Labeled-object pointing entries
※

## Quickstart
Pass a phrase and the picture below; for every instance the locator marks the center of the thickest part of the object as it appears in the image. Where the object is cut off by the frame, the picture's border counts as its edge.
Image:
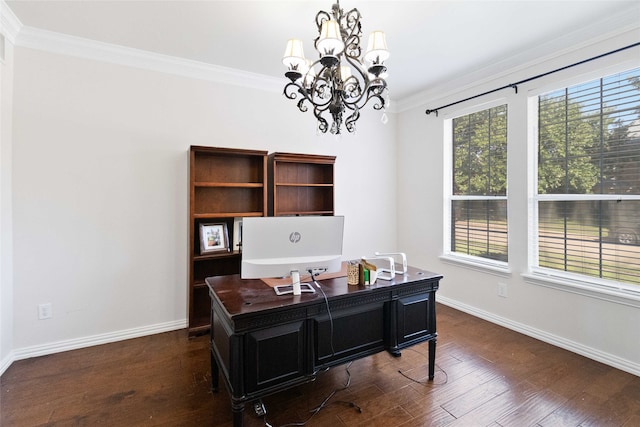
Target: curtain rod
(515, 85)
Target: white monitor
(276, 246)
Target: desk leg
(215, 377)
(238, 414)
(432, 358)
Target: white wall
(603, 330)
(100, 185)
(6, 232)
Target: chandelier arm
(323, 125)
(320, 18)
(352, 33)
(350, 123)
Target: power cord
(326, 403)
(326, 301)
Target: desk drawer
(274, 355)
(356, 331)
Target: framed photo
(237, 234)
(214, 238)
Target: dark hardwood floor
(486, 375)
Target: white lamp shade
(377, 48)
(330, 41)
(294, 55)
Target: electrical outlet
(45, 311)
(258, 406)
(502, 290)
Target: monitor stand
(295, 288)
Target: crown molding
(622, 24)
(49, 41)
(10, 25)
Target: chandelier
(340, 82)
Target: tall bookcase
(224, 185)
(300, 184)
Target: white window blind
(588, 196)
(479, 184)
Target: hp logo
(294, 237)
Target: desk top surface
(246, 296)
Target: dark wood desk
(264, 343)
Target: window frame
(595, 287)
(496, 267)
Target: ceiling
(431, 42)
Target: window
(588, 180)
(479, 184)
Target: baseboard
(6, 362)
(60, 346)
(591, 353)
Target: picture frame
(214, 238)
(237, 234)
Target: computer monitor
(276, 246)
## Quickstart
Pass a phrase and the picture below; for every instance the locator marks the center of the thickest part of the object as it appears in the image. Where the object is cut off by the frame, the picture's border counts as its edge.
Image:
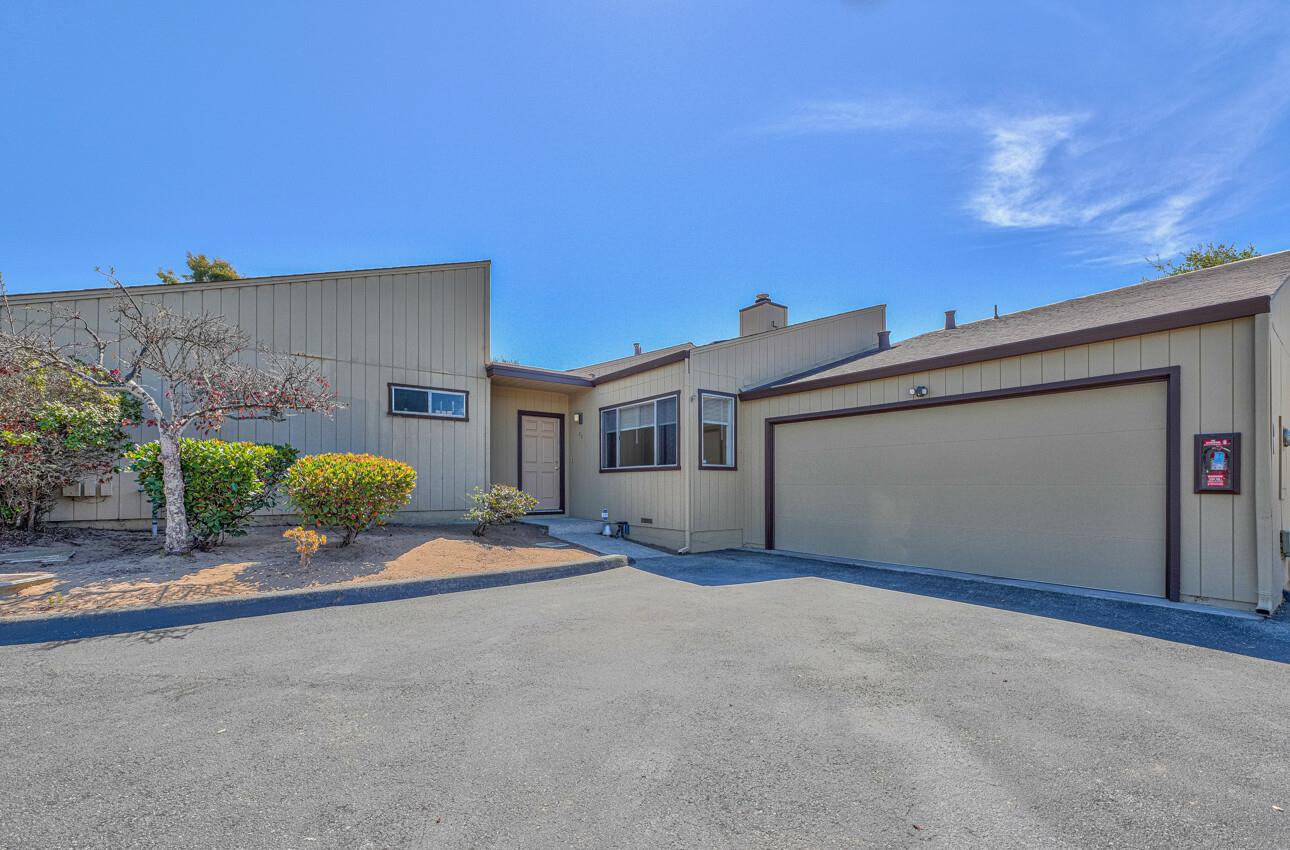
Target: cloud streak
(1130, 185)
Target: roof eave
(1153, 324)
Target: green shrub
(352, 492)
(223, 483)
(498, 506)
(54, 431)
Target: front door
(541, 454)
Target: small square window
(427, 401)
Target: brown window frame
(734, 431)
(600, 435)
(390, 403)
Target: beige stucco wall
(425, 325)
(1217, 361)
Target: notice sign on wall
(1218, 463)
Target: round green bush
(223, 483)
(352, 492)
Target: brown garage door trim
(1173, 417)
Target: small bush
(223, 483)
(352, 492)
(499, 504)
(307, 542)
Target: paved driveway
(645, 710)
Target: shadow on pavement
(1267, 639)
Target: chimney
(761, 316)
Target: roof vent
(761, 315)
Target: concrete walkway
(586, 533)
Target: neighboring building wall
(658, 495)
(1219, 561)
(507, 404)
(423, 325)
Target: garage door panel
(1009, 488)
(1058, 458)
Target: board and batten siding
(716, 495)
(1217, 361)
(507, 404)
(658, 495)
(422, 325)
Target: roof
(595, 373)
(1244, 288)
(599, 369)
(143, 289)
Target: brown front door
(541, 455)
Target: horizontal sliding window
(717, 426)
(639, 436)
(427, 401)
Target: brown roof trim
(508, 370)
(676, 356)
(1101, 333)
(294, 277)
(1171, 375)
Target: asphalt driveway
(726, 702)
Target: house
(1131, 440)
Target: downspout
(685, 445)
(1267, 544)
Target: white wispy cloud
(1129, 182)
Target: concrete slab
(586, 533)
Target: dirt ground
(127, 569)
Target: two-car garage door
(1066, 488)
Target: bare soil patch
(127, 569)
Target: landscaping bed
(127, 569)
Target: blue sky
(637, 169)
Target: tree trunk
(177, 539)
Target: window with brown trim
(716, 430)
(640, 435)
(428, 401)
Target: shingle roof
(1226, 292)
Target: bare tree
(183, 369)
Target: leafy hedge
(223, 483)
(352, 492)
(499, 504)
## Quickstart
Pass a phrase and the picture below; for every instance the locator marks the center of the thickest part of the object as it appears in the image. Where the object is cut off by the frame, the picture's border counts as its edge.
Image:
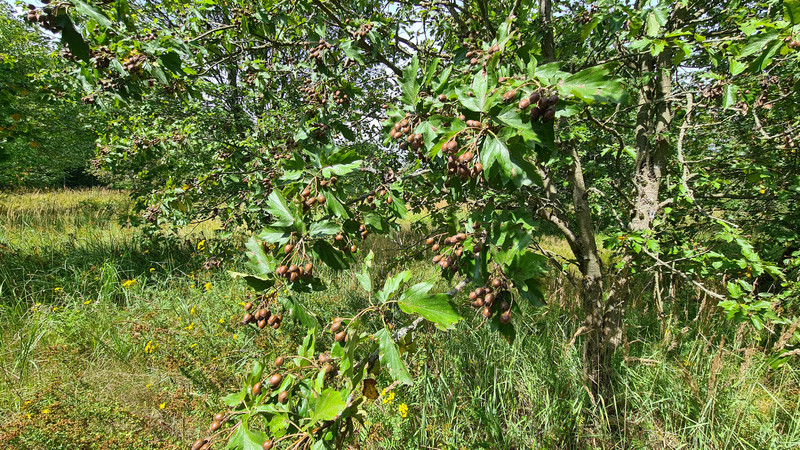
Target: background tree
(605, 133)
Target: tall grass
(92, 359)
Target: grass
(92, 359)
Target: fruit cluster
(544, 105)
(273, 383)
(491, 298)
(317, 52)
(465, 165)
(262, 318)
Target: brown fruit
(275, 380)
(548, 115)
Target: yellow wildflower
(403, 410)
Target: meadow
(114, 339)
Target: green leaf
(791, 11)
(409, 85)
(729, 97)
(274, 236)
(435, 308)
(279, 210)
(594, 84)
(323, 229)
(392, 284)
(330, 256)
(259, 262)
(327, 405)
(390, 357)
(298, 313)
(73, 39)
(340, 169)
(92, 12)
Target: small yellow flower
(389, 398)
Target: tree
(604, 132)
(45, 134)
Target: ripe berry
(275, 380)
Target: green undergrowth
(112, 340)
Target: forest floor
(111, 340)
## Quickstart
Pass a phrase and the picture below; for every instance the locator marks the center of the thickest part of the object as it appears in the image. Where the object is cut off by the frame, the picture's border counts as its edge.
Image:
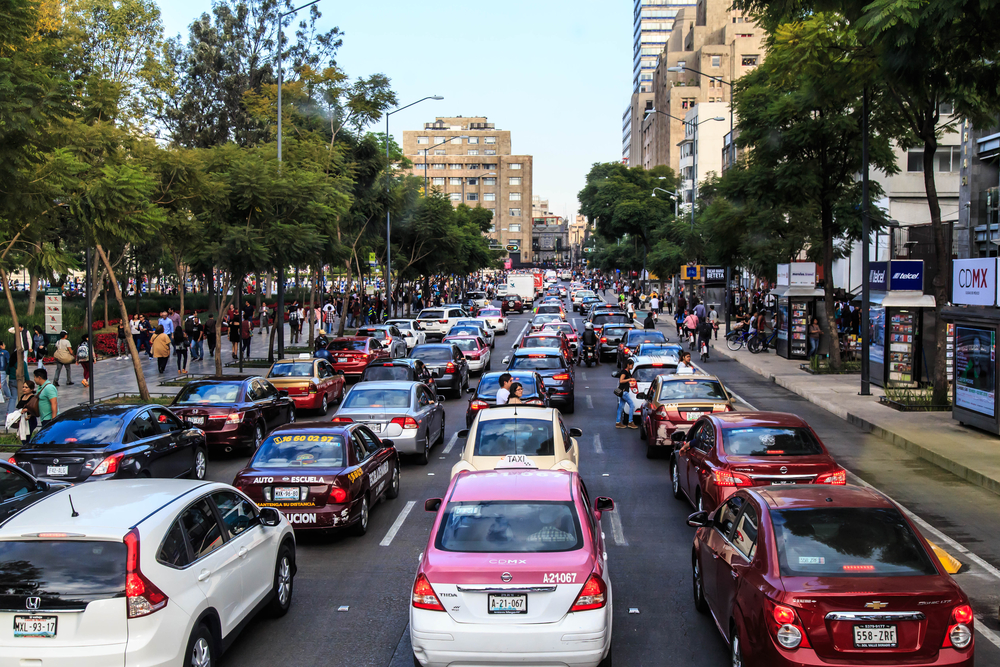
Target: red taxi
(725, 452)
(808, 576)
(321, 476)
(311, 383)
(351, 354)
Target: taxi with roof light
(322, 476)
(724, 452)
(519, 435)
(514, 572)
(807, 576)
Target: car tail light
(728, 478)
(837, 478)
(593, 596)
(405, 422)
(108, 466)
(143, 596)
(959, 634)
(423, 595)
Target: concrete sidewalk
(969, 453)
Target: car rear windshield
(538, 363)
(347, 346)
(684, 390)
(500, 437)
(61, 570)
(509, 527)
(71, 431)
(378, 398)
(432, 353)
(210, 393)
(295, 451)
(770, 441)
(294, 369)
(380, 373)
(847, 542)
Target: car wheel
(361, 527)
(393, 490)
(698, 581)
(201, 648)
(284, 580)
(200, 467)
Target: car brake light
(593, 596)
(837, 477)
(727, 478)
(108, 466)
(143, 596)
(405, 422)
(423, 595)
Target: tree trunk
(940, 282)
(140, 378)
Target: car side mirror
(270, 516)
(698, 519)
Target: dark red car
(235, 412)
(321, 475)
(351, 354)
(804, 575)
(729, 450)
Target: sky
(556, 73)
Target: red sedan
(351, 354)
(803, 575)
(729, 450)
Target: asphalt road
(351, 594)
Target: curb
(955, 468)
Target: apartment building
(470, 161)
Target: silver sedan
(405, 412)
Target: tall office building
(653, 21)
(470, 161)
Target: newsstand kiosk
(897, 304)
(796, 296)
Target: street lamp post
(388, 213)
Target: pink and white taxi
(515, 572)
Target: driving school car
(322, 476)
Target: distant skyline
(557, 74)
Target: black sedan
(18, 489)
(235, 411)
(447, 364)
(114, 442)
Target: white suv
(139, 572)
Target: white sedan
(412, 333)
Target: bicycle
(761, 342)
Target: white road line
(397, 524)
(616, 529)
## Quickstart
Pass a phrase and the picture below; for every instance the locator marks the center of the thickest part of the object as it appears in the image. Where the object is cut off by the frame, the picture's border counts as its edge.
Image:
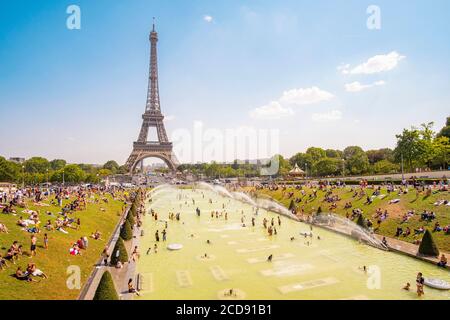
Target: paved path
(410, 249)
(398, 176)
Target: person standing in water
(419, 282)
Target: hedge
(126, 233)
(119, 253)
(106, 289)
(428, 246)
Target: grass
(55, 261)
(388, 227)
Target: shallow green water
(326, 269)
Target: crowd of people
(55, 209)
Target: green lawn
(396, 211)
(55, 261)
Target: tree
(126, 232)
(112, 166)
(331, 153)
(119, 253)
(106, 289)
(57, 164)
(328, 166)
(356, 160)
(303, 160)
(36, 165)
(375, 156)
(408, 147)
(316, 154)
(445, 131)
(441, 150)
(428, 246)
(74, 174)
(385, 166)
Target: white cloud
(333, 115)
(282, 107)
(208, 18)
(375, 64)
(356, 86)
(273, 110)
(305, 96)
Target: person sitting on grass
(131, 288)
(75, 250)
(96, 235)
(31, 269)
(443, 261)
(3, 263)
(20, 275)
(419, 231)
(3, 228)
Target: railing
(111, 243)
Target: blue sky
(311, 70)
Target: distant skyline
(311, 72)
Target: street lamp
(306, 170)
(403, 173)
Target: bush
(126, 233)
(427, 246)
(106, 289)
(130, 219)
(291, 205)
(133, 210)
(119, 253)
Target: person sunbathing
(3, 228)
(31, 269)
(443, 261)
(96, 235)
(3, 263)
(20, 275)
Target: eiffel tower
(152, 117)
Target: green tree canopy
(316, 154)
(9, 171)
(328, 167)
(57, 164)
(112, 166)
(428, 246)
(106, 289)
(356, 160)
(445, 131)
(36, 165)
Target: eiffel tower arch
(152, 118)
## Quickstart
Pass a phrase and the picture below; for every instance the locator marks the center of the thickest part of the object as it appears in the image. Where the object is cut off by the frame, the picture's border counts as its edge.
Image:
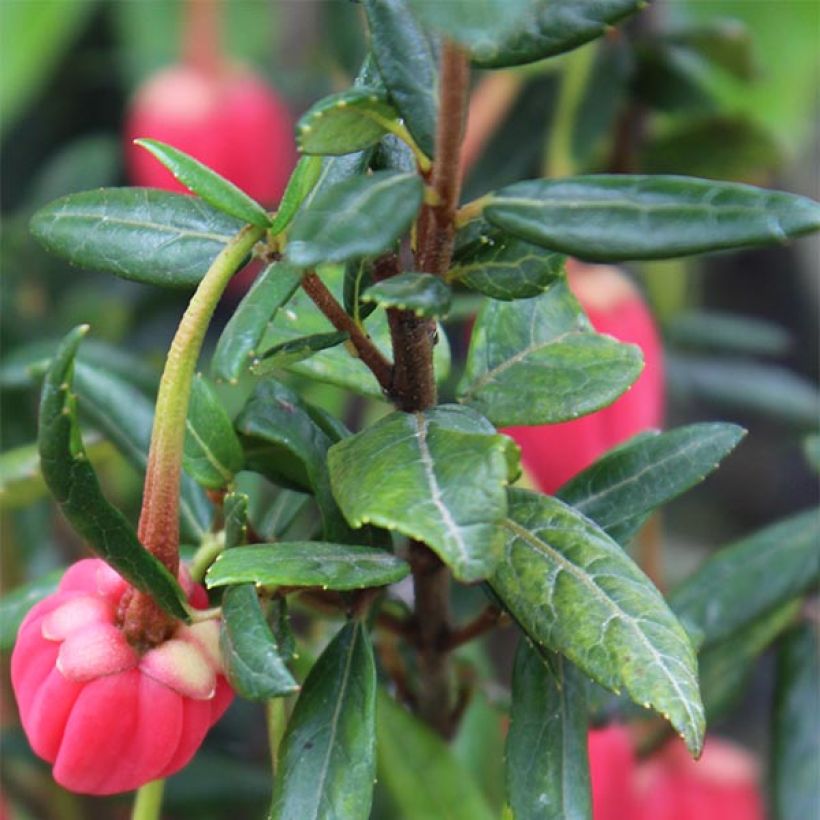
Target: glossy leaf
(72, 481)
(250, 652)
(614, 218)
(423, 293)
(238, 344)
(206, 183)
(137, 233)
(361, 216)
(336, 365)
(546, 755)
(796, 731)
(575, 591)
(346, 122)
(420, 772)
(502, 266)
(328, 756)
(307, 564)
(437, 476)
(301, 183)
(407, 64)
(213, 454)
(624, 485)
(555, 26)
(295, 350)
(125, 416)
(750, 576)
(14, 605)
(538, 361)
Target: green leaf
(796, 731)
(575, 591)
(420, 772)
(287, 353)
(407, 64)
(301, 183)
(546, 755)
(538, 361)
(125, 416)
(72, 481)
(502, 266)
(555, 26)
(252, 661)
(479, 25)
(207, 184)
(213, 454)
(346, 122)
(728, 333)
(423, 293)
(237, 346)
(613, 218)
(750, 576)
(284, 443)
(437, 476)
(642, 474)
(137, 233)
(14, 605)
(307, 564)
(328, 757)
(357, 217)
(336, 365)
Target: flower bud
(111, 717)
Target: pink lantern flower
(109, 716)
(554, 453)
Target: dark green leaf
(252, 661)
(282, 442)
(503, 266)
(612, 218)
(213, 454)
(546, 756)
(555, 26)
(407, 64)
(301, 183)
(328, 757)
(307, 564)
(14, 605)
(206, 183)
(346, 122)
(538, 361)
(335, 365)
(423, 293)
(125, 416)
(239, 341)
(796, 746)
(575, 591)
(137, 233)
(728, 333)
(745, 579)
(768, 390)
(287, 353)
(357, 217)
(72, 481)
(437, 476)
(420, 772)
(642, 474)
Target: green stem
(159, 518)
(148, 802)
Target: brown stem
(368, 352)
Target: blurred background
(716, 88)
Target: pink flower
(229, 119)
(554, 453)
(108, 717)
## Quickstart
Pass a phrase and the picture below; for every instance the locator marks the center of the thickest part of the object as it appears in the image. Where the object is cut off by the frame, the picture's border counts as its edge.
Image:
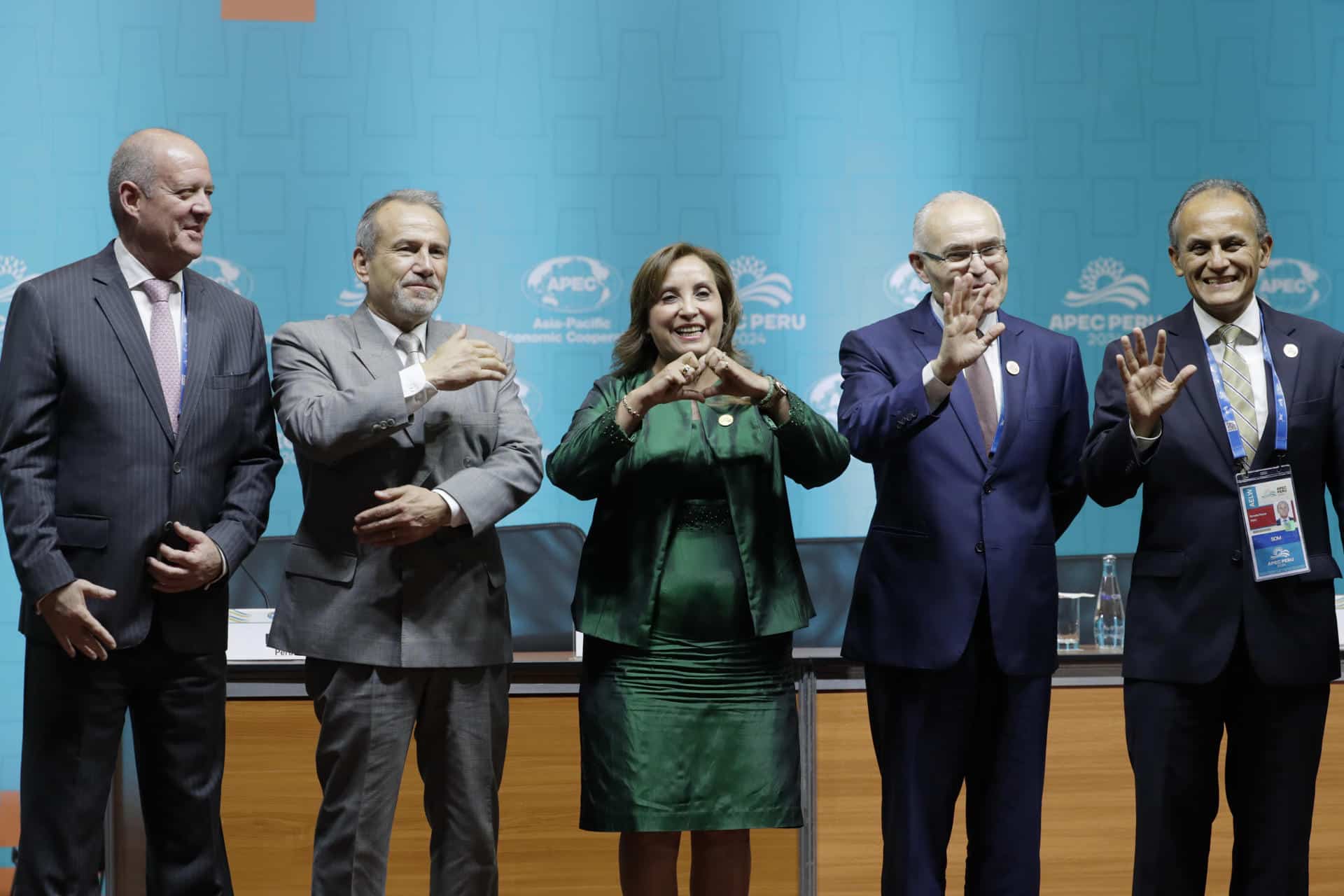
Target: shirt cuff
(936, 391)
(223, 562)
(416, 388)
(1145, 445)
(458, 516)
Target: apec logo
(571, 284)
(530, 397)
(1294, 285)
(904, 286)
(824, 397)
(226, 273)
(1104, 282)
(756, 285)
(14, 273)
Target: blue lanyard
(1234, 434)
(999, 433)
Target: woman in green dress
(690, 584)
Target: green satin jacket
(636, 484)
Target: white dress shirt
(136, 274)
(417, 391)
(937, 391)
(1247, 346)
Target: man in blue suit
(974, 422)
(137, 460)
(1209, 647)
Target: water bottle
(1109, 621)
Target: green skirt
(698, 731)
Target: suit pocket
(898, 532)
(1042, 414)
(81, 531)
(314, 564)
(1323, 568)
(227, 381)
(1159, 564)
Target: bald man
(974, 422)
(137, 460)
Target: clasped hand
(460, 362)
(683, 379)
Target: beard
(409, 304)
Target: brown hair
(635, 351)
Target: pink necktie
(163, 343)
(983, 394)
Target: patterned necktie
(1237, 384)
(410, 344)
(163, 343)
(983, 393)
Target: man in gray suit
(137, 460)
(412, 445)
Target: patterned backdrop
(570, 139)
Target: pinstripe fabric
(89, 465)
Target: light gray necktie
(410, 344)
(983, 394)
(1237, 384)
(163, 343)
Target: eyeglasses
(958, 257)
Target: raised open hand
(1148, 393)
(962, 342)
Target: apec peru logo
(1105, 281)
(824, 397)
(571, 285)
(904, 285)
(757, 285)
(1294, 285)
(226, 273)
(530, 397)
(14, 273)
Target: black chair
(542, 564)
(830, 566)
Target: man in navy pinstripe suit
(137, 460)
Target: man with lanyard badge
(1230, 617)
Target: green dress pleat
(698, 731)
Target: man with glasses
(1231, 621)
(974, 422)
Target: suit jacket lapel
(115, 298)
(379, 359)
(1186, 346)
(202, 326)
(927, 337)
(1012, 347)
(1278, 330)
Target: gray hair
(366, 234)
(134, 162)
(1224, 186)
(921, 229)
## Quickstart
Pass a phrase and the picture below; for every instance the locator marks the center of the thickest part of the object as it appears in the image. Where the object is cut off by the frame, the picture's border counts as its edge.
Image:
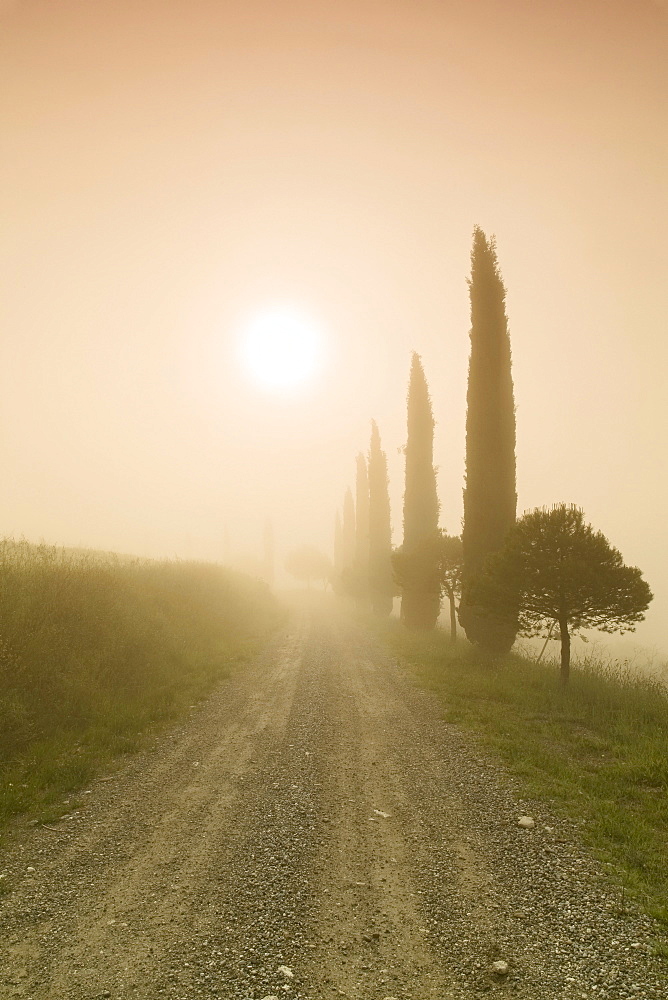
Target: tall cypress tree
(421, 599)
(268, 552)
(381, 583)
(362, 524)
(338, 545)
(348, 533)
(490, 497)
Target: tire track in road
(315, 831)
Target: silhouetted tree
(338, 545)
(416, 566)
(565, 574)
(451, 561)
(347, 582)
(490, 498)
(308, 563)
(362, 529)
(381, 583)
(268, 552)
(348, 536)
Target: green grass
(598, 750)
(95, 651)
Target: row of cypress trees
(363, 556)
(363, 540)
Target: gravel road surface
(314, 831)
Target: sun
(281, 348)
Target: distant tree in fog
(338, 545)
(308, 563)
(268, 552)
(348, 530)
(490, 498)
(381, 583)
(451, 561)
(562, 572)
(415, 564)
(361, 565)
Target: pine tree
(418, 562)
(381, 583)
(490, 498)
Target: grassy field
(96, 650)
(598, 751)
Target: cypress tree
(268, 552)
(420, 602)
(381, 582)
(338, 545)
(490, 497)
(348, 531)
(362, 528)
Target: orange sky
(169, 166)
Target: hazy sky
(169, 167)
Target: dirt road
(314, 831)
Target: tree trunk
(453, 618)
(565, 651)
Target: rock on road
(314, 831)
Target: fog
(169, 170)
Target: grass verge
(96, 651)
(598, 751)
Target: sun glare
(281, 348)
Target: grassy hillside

※

TASK DESCRIPTION. Make an exact copy of the lines above, starting at the line that contains "Target: man in navy pinstripe suit" and running through the final line of the entries. Omit the pictures.

TASK ANSWER.
Target: man in navy pinstripe suit
(137, 460)
Target: man with lanyard badge
(1230, 617)
Target: green dress pleat
(698, 731)
Target: man with glasses
(1231, 621)
(974, 422)
Target: suit jacket lapel
(115, 298)
(379, 359)
(1186, 346)
(202, 326)
(927, 337)
(1012, 347)
(1278, 330)
Target: gray hair
(366, 234)
(134, 162)
(1224, 186)
(921, 229)
## Quickstart
Pass a phrase and the picture below; for every instance the locator marks the center of the thickest part of the object as it appears in the image. Where the object is cut off by the frame, the picture's border counts as its edge.
Image:
Target: tall cypress tree
(421, 599)
(268, 552)
(381, 583)
(362, 524)
(338, 545)
(348, 533)
(490, 497)
Target: tire track in road
(315, 831)
Target: silhouetted tree
(338, 545)
(416, 566)
(565, 574)
(451, 561)
(347, 582)
(490, 498)
(308, 563)
(362, 529)
(381, 583)
(268, 552)
(348, 536)
Target: green grass
(598, 750)
(95, 651)
Target: row of cypress trees
(363, 556)
(363, 540)
Target: gravel road surface
(314, 831)
Target: sun
(281, 348)
Target: distant tree in fog
(338, 545)
(308, 563)
(268, 552)
(348, 530)
(490, 498)
(381, 583)
(451, 561)
(562, 572)
(415, 564)
(361, 565)
Target: pine tree
(418, 562)
(381, 583)
(490, 498)
Target: grassy field
(96, 650)
(598, 751)
Target: cypress tree
(268, 552)
(420, 602)
(381, 582)
(338, 545)
(490, 497)
(348, 531)
(362, 528)
Target: orange sky
(169, 166)
Target: hazy sky
(169, 167)
Target: dirt road
(314, 831)
Target: tree trunk
(453, 618)
(565, 651)
Target: rock on road
(314, 831)
Target: fog
(169, 170)
Target: grass verge
(96, 651)
(598, 751)
Target: sun glare
(281, 348)
Target: grassy hillside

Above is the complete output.